* Selected extract
- Opening Delimiter -

Background: Certain nutrients are well established as dietary risk factors for cardiovascular disease (CVD), but dietary patterns may be a better predictor of CVD risk.
Objective: This study tested the hypothesis that the complex dietary behaviors of US adults can be grouped into major dietary patterns that are related to risk factors for CVD.
Design: With the use of food-frequency questionnaire data from the third National Health and Nutrition Examination Survey, dietary patterns of healthy US adults (>/or =20 y old; n = 13 130) were identified by factor analysis. Log-transformed biomarker data were associated with major dietary patterns after control for confounding variables in regression analyses. All statistical analyses accounted for the survey design and sample weights.
Results: Of 6 dietary patterns identified, 2 patterns emerged as the most predominant: the Western pattern was characterized by high intakes of processed meats, eggs, red meats, and high-fat dairy products, and the American-healthy pattern was characterized by high intakes of green, leafy vegetables; salad dressings; tomatoes; other vegetables (eg, peppers, green beans, corn, and peas); cruciferous vegetables; and tea. The Western pattern was associated (P < 0.05) positively with serum C-peptide, serum insulin, and glycated hemoglobin and inversely with red blood cell folate concentrations after adjustment for confounding variables. The American-healthy pattern had no linear relation with any of the biomarkers examined.

- Closing Delimiter -

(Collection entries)

- Opening Delimiter -

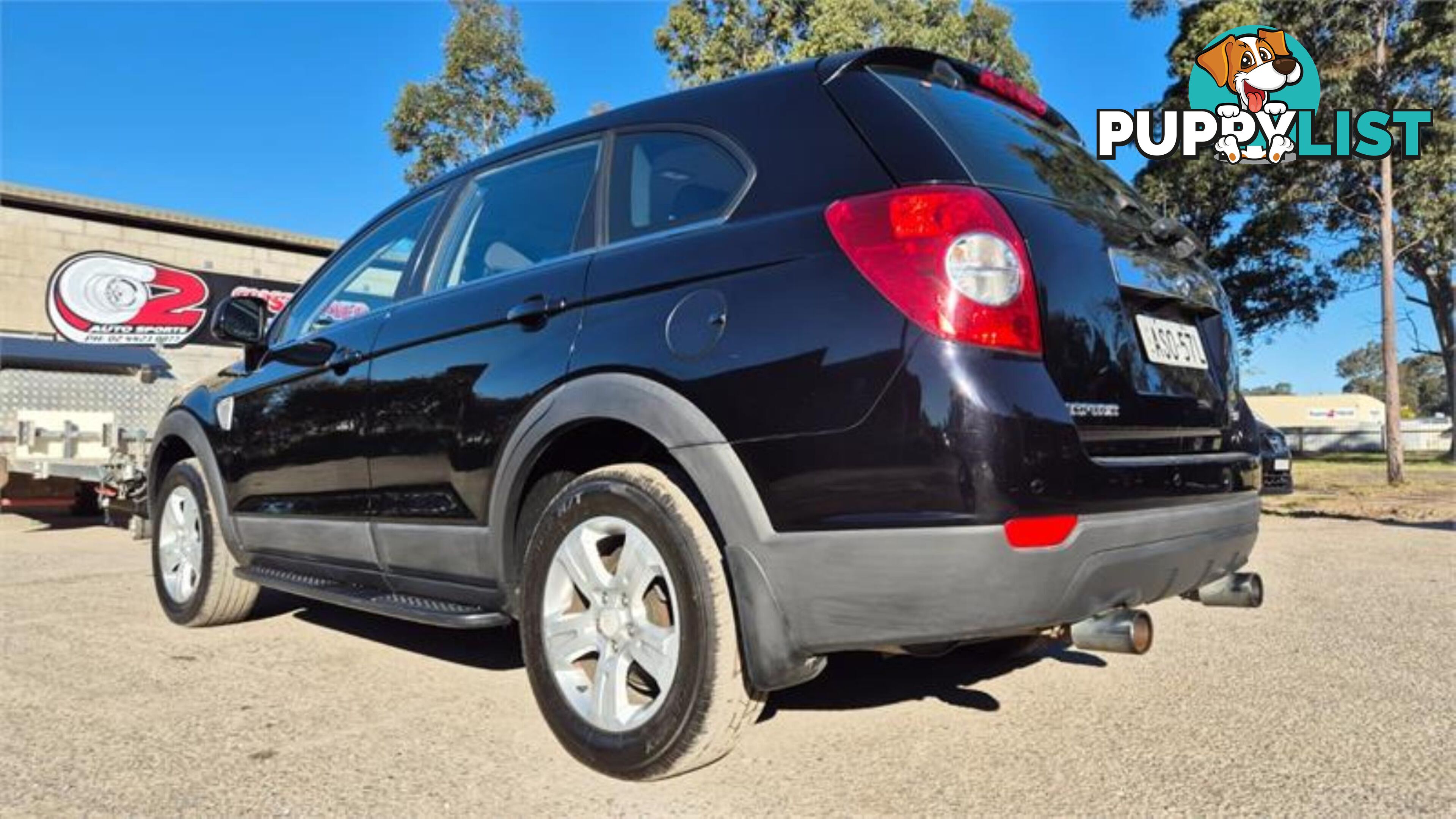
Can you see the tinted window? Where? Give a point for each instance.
(669, 180)
(364, 278)
(520, 215)
(1004, 148)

- Closing Delimiter -

* Assigned task A
In the dietary patterns abstract, name every biomarker that the Western pattern was associated with after adjustment for confounding variables.
* Assigned task B
Pick up the dietary patterns abstract after its final sentence and continue it.

* Reply A
Serum C-peptide, serum insulin, glycated hemoglobin, and red blood cell folate concentrations.

* Reply B
Conclusions: The identification of common dietary patterns among free-living persons is promising for characterizing high-risk groups at the US population level. The dietary patterns identified here are similar to those reported in other nonrepresentative samples and are associated with biomarkers of CVD risk, which confirms that dietary pattern analysis can be a valuable method for assessing dietary intakes when predicting CVD risk.